* **Task prompt**
In the forum thread below on response times, reproduce word for word the passage between "1. When you" and "factor is 3).", inclusive.

* **Source text**
■ ■ ■
Jeff Dean - Achieving Rapid Response Times in Large Online Services

colmmacc · on April 4, 2012

Jeff Dean's presentation comes close to suggesting concurrency as an approach, with the 2ms wait-and-see approach, but I often wonder if a truly concurrent pattern of access is feasible in some cases.

For many idempotent operations, it seems likely the most fault-tolerant and latency-optimizing pattern is to ask multiple endpoints concurrently - take the first to respond, and discard or terminate the duplicates (and if one fails, so what?). Obviously this isn't cheap; sufficient bus/network and endpoint capacity is necessary - but isn't it the natural progression of a trend?

Some RAID1(0) implementations behave like this (for reads) already.

In say 5 years, might it be optimal for web browsers to initiate TCP connections to multiple web endpoints, and go with the first to initialise? One would imagine the additional TCP load to be tolerable. Or maybe even multiple full HTTP requests and take the first to fully succeed - maybe bits will be cheap enough to transmit by then that the gains are worth it.

In say 20 years, might it be optimal for networks to disperse packets via multiple diverse paths, and ignore duplicates? Just how cheap can Moore's law and Shannon's theorem push network transmission?

DNS requests are so cheap that many DNS resolvers already implement this technique - sending queries to authoritative servers in parallell and just going with the first to respond.

Clearly there are many times when concurrency is worse; non-idempotent operations, or when read-after-write consistency is required. And of course the costs have to be manageable and make sense. But I'd love to know of any economic or technical studies that have been made for the approach in general.

modeless · on April 4, 2012

In say 5 years, might it be optimal for web browsers to initiate TCP connections to multiple web endpoints, and go with the first to initialise?

In fact, browsers do something like this today to deal with broken IPv6 implementations, under the name "Happy Eyeballs": http://tools.ietf.org/html/draft-ietf-v6ops-happy-eyeballs-0...

The idea is that if a IPv6 connection isn't established after 300ms then the browser just starts a duplicate connection over IPv4 and uses whichever one comes back sooner.

colmmacc · on April 4, 2012

That's another good example! But 300 ms is nearly four times the limit of human perception. So I do wonder if - as network and service costs diminish - simply using many connections for the same thing won't seem so "wasteful".

strlen · on April 4, 2012

> For many idempotent operations, it seems likely the most fault-tolerant and latency-optimizing pattern is to ask multiple endpoints concurrently - take the first to respond, and discard or terminate the duplicates (and if one fails, so what?). Obviously this isn't cheap; sufficient bus/network and endpoint capacity is necessary - but isn't it the natural progression of a trend?

That's called latency leveling. It's actually done (at least on writes) by the different open source Dynamo implementations.

In addition to idempotence, unless your requests are being serialized through a single gateway (i.e., you're taking advantage of the TCP ordering guarantee), this also requires commutativity.

Don't get me wrong, it's a great approach and has many advantages (and I'll heartily endorse it for many applications) but there are a few drawbacks:

1. When you do want read read-your-writes consistency even under failures, you have to use quorum protocols. Again, quorum protocols are great, but they have drawbacks: you have to wait for the slowest node to finish, you need to aggressively increase replication to achieve read-your-writes and maintain fault tolerance (when |Writes| + |Reads| > replication factor, you can only survive the failure of 1 node with replication factor is 3).
■ ■ ■
Source data:
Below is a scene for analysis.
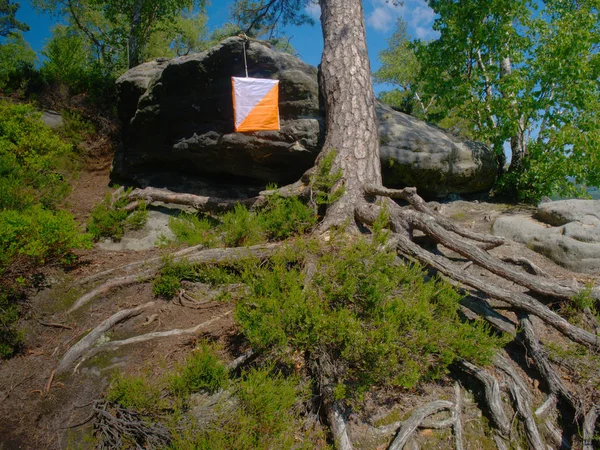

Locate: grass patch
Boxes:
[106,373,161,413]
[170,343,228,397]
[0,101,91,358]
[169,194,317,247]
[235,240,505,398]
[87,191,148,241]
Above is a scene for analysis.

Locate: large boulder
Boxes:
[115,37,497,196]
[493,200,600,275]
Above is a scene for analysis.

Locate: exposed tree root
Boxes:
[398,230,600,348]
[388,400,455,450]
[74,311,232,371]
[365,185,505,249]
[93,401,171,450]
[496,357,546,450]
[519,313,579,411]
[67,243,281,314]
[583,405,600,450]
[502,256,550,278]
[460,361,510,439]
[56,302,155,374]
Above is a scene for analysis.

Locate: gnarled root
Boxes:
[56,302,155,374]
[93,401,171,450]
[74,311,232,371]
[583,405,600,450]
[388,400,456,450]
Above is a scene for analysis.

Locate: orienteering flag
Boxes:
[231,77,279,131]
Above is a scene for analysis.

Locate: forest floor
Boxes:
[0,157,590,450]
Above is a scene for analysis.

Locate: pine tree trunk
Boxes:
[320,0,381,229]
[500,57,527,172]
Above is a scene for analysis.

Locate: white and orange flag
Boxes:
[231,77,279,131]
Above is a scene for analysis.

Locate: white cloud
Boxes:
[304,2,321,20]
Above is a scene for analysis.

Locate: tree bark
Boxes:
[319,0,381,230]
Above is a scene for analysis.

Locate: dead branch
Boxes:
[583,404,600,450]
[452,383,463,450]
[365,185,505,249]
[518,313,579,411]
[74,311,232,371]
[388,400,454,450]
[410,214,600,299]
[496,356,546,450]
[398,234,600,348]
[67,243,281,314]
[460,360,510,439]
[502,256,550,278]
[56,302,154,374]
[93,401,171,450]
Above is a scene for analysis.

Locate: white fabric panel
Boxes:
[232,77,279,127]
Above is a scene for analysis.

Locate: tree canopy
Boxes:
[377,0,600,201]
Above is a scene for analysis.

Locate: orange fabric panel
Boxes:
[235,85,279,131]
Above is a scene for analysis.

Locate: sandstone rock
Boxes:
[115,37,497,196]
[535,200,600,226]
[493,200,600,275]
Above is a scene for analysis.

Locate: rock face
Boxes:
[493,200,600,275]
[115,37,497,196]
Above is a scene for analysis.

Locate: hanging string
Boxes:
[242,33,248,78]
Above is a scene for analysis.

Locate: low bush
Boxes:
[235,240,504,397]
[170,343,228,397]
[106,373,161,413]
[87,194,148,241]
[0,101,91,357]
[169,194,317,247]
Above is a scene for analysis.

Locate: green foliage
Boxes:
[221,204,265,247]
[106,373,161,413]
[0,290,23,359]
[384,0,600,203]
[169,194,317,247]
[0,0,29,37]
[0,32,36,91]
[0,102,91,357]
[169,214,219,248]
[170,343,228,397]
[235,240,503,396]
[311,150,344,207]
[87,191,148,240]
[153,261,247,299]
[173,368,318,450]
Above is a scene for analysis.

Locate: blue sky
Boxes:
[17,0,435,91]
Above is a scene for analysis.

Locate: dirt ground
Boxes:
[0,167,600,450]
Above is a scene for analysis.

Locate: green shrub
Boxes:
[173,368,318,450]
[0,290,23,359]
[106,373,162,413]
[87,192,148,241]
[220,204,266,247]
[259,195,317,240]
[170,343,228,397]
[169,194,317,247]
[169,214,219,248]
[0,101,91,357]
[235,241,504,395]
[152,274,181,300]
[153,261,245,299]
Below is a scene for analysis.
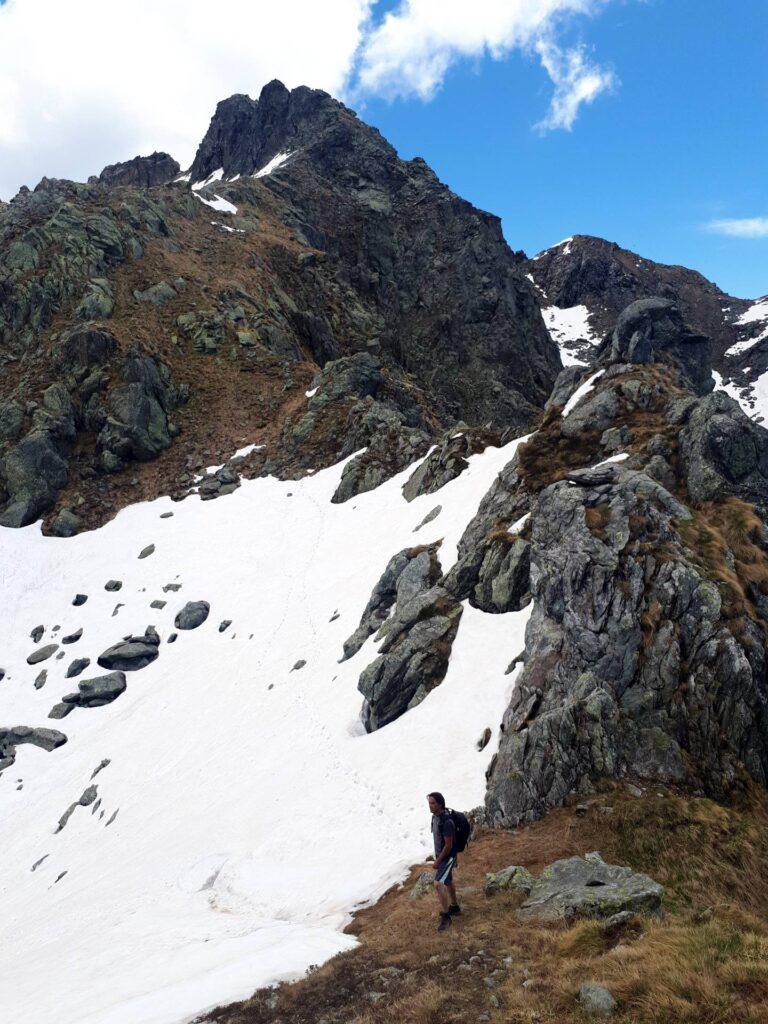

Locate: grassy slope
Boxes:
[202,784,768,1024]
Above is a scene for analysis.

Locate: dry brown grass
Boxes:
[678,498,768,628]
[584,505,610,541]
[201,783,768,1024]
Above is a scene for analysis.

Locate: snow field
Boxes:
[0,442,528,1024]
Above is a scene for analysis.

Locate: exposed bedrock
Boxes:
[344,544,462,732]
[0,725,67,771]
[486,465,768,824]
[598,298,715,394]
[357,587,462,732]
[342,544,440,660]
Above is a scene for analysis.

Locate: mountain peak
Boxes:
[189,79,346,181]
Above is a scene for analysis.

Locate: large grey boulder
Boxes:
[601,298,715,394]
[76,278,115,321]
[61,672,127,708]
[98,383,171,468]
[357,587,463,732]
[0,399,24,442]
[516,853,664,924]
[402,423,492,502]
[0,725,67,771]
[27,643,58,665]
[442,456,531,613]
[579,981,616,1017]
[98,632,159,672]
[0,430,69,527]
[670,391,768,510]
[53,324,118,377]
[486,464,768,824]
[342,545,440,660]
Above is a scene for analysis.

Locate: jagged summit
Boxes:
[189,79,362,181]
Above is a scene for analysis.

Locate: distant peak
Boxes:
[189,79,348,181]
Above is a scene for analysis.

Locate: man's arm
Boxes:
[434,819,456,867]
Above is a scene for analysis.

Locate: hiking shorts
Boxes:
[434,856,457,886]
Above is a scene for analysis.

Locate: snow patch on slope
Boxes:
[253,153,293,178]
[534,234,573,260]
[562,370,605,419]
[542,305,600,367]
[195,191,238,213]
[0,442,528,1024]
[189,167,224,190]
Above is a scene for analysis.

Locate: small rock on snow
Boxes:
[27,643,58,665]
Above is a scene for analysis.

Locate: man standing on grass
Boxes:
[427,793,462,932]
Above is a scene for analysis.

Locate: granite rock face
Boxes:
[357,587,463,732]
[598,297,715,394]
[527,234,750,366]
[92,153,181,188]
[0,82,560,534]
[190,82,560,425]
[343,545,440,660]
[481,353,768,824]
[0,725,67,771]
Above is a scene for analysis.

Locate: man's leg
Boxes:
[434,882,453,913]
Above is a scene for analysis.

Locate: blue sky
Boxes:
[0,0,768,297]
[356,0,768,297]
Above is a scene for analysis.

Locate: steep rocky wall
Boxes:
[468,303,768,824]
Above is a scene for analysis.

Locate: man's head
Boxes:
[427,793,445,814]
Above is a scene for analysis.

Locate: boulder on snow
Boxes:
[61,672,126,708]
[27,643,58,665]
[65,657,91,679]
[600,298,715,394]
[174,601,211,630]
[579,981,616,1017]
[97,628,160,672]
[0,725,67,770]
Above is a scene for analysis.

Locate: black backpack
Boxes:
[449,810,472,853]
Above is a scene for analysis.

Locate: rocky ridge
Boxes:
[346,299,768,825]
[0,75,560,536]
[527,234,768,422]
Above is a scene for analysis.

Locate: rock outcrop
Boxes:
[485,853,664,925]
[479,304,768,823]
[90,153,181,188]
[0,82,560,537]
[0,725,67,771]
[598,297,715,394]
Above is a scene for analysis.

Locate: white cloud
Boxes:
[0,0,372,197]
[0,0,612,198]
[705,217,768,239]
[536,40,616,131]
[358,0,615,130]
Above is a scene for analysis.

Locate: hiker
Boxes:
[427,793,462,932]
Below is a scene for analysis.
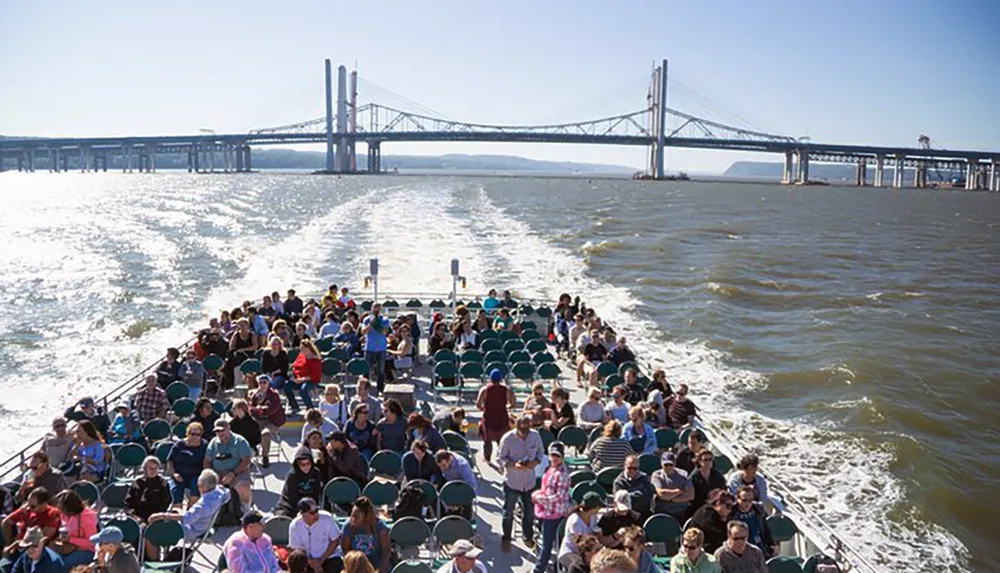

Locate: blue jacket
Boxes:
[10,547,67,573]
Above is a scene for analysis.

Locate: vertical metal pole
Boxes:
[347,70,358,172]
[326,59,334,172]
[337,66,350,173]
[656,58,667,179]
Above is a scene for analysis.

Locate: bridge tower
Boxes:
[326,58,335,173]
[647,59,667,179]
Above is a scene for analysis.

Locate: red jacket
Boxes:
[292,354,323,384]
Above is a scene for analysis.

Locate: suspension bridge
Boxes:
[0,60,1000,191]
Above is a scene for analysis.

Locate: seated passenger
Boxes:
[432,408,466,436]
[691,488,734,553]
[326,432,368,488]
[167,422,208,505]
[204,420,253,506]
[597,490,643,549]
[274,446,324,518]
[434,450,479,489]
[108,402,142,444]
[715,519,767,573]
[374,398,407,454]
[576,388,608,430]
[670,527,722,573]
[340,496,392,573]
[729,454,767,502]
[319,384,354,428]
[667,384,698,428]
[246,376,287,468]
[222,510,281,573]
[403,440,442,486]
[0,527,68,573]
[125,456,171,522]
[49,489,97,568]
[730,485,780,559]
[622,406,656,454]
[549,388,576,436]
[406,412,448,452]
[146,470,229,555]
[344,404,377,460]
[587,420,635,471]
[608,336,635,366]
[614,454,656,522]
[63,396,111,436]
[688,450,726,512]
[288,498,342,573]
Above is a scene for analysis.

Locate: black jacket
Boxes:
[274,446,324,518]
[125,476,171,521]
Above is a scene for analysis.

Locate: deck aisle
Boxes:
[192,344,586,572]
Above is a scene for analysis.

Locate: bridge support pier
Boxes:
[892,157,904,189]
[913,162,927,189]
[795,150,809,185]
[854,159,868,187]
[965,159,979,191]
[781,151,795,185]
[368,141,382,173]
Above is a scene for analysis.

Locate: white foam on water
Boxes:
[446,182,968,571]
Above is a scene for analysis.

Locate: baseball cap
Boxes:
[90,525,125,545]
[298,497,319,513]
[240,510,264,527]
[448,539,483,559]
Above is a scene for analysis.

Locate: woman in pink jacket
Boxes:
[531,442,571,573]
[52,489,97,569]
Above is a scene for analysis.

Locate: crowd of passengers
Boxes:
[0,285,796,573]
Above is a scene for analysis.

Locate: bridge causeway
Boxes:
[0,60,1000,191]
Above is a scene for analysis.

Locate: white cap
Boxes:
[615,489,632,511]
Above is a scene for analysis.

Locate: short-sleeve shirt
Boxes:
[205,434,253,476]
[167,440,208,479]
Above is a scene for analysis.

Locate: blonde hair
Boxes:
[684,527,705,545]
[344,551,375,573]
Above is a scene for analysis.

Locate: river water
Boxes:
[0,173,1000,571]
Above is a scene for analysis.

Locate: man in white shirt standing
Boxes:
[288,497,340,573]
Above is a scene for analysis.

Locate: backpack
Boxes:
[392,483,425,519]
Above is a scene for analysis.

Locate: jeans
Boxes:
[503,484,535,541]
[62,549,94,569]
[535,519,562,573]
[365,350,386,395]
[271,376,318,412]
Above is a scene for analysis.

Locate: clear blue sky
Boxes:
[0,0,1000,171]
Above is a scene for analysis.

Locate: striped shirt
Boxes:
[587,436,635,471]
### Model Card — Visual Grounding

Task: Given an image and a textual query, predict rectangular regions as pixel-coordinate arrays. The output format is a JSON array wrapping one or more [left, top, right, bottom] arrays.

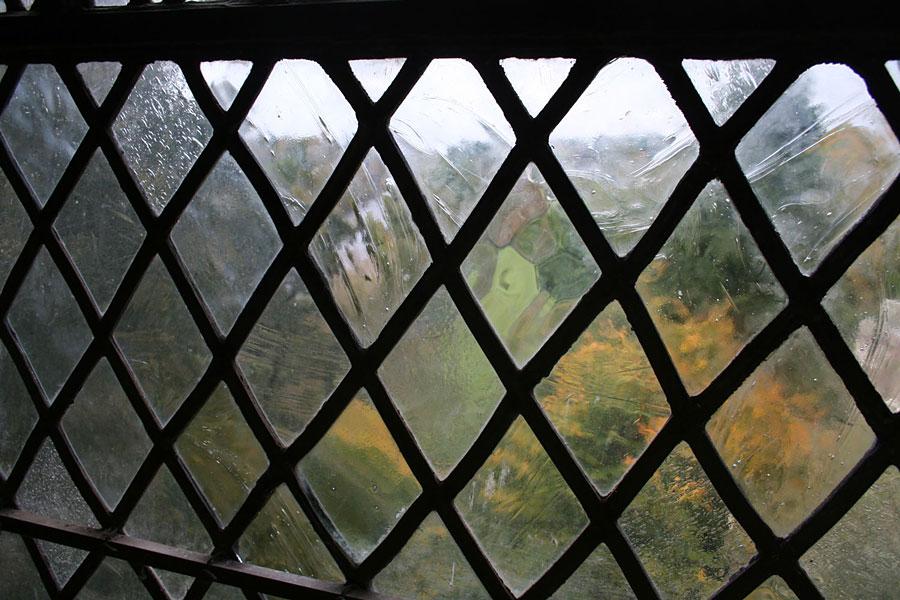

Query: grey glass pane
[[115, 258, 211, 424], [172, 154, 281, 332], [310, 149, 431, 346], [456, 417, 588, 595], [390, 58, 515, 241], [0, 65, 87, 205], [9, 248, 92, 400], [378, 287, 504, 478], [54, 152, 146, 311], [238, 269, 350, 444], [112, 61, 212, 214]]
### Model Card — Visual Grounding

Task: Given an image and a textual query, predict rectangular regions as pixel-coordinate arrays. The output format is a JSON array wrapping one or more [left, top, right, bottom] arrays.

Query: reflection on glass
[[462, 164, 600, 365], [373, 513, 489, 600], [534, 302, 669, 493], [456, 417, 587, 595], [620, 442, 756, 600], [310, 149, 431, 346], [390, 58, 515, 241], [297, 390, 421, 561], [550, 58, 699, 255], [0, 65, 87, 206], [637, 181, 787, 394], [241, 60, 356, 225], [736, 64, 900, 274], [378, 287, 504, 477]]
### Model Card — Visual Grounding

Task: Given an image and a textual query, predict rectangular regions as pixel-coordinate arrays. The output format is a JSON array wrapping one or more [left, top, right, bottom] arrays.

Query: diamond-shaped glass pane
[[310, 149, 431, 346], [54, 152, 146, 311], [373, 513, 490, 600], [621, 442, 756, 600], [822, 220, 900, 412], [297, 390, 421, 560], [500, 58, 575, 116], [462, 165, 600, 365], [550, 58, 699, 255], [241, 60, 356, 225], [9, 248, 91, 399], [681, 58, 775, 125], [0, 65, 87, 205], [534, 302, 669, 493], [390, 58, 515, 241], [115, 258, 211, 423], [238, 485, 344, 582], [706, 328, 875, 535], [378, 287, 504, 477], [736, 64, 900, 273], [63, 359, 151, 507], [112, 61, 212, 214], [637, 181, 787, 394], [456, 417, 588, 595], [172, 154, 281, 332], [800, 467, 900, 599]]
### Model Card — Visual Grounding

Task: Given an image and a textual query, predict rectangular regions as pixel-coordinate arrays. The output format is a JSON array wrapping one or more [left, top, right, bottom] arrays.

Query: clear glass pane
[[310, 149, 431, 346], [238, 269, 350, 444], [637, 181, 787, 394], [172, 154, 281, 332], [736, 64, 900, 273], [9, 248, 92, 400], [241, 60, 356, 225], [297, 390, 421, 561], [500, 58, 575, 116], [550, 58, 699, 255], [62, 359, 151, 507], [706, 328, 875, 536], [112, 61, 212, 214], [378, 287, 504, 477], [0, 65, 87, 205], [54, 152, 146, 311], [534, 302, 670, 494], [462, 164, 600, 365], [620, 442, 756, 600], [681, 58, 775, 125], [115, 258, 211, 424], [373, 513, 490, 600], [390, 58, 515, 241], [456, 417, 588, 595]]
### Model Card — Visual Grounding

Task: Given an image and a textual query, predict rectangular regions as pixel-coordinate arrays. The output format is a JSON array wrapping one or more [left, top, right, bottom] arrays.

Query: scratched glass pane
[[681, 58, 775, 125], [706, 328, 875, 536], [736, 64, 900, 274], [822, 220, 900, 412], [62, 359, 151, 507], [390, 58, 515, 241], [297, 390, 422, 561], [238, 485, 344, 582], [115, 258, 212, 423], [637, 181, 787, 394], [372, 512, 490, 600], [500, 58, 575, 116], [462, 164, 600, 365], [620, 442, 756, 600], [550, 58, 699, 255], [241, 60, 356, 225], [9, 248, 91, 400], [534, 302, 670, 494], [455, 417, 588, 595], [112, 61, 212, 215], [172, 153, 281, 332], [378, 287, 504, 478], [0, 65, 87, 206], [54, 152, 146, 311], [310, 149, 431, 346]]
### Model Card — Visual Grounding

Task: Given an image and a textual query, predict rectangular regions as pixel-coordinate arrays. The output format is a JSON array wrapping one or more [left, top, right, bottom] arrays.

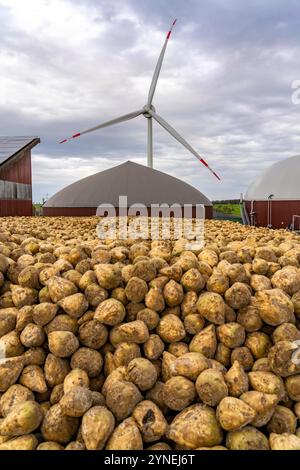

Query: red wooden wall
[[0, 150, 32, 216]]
■ ■ ■
* **Problem solution**
1. When you do want read read-your-writes consistency even under failures, you have to use quorum protocols. Again, quorum protocols are great, but they have drawbacks: you have to wait for the slowest node to finish, you need to aggressively increase replication to achieve read-your-writes and maintain fault tolerance (when |Writes| + |Reads| > replication factor, you can only survive the failure of 1 node with replication factor is 3).